▸ Exercise objective
Gather every line in the records that includes the string "Args", and copy each one out in full.

▸ Supplied entries
BEGIN

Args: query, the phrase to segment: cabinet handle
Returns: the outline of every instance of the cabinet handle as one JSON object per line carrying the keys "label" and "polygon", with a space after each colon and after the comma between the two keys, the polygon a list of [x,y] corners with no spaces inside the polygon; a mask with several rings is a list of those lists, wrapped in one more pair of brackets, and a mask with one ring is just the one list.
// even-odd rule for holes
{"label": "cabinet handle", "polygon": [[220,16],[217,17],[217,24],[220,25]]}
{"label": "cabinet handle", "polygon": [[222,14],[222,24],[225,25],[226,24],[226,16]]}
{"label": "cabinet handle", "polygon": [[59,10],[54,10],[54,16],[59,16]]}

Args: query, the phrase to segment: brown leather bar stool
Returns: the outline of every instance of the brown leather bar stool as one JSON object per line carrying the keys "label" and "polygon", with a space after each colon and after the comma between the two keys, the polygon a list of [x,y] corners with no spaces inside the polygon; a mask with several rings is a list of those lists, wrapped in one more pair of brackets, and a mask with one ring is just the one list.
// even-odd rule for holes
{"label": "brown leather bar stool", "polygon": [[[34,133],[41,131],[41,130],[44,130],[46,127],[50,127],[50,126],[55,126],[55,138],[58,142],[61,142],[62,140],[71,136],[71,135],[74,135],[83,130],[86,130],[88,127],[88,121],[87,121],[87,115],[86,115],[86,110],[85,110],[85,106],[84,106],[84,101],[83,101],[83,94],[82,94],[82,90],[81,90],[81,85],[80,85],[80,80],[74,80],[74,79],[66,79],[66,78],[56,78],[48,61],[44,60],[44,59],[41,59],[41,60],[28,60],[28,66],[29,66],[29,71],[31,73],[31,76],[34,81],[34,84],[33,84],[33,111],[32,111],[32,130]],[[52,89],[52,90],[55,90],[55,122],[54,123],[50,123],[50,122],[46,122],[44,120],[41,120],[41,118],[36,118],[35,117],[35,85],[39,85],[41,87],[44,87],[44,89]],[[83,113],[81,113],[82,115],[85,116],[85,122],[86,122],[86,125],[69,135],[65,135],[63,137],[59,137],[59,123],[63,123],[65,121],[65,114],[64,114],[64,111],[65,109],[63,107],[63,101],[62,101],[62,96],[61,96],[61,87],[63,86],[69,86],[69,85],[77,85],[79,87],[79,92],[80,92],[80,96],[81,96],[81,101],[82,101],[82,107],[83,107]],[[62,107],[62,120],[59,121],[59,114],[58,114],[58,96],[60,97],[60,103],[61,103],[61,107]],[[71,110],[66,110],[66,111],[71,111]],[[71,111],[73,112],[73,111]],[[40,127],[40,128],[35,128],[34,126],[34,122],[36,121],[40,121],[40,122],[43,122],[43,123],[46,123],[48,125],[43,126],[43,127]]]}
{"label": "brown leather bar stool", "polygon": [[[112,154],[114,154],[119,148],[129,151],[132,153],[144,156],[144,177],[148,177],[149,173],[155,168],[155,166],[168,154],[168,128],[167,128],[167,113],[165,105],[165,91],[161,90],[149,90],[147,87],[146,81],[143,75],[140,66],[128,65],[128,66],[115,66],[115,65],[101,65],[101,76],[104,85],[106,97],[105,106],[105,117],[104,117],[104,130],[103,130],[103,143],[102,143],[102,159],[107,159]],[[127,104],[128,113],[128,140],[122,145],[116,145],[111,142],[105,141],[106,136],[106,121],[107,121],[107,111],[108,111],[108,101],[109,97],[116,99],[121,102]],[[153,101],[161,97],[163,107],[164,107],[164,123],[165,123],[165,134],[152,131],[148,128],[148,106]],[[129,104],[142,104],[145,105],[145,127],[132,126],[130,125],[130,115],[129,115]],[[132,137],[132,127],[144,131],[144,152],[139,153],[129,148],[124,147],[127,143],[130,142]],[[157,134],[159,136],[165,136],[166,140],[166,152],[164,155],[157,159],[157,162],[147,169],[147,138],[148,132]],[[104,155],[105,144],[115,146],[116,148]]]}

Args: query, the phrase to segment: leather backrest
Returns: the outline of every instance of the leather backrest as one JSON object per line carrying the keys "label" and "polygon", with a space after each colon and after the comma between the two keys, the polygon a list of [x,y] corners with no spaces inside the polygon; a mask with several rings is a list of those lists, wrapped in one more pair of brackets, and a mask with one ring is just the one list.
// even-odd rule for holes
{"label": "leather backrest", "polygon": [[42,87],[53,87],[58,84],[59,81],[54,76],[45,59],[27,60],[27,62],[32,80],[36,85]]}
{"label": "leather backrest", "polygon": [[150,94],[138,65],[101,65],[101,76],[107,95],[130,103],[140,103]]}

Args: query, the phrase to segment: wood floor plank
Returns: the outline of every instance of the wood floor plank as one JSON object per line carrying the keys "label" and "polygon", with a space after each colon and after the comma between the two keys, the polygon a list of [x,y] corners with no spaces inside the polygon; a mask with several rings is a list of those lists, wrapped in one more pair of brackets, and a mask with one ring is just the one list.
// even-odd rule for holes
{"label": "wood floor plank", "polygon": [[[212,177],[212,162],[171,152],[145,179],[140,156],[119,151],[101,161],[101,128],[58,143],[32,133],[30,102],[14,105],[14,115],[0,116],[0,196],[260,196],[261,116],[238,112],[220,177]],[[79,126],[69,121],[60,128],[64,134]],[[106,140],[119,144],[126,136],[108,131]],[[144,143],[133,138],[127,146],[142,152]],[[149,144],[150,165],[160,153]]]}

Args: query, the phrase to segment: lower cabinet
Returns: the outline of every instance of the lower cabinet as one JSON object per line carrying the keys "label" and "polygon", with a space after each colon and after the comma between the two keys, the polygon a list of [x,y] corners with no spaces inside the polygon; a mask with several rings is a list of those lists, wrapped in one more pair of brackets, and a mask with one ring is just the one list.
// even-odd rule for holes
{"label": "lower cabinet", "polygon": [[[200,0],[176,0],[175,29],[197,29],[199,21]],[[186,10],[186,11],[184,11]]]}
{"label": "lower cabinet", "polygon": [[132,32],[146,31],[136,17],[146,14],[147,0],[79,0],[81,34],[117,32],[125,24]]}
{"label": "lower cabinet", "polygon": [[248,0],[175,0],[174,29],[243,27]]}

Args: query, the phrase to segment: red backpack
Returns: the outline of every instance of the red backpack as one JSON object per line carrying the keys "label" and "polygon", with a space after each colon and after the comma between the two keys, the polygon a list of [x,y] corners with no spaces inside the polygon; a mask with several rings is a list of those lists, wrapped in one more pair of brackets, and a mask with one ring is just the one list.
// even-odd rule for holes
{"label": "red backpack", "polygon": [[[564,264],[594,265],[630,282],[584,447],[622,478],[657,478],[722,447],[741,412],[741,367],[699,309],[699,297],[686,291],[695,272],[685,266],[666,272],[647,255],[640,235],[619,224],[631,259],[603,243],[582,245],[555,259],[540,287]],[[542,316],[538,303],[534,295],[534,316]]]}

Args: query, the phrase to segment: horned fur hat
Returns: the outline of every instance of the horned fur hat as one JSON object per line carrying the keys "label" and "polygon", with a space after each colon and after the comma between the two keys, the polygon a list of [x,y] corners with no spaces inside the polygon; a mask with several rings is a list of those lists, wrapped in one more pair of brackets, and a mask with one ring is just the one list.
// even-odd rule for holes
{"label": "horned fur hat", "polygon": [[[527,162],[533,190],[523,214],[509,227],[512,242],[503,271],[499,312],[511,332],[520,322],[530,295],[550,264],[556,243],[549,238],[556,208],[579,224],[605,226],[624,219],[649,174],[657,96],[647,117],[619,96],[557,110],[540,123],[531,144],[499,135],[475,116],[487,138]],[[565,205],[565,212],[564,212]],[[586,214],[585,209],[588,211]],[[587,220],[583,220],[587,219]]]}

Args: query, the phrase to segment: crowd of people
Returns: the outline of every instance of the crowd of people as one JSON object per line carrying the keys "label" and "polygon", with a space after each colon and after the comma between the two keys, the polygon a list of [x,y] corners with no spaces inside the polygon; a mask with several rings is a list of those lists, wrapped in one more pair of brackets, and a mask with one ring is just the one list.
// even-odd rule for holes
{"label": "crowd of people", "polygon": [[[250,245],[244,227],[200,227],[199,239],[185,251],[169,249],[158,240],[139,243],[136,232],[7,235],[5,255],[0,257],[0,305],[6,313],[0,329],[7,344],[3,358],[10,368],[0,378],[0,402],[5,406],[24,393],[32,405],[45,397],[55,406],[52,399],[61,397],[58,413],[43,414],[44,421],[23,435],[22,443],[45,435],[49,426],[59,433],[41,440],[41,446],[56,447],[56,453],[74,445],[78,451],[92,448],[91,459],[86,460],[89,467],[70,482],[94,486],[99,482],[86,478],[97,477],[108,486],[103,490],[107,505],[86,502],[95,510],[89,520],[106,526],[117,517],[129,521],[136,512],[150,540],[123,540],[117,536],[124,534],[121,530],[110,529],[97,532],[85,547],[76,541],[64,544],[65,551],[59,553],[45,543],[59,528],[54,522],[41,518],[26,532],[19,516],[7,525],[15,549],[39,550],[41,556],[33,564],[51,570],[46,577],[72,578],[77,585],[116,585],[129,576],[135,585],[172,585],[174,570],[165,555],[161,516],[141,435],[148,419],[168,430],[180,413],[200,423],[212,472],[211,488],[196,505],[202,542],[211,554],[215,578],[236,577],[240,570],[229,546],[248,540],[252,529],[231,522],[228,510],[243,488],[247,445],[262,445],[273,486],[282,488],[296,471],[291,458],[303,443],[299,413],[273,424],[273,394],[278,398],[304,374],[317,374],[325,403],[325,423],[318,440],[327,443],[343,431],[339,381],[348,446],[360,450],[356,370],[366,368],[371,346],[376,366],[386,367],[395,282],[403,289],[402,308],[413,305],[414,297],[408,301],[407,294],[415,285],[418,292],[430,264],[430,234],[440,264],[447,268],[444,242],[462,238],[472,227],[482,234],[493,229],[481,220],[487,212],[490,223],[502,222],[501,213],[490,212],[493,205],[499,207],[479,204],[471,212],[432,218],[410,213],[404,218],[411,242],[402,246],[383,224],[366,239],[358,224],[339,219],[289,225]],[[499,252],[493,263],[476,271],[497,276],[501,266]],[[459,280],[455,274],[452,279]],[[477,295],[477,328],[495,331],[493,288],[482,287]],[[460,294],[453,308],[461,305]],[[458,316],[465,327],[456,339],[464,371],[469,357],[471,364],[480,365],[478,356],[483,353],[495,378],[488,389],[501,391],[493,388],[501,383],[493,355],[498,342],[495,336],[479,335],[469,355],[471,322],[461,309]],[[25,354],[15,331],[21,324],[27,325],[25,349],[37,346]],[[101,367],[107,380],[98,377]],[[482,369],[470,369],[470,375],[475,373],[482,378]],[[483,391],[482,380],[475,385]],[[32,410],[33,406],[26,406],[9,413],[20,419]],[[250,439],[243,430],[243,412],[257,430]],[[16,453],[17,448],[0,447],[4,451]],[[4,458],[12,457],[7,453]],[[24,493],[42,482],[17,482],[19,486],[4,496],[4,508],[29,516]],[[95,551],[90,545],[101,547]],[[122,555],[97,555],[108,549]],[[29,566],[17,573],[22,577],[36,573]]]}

END

▸ Reply to the task
Args: query, the phrase to segment: cabinet handle
Args: query, the phrase to segment: brown leather bar stool
Args: query, the phrase to segment: leather backrest
Args: query, the phrase to segment: wood floor plank
Args: query, the phrase to segment: lower cabinet
Args: query, the phrase to segment: red backpack
Args: query, the phrase to segment: horned fur hat
Args: query, the phrase to segment: crowd of people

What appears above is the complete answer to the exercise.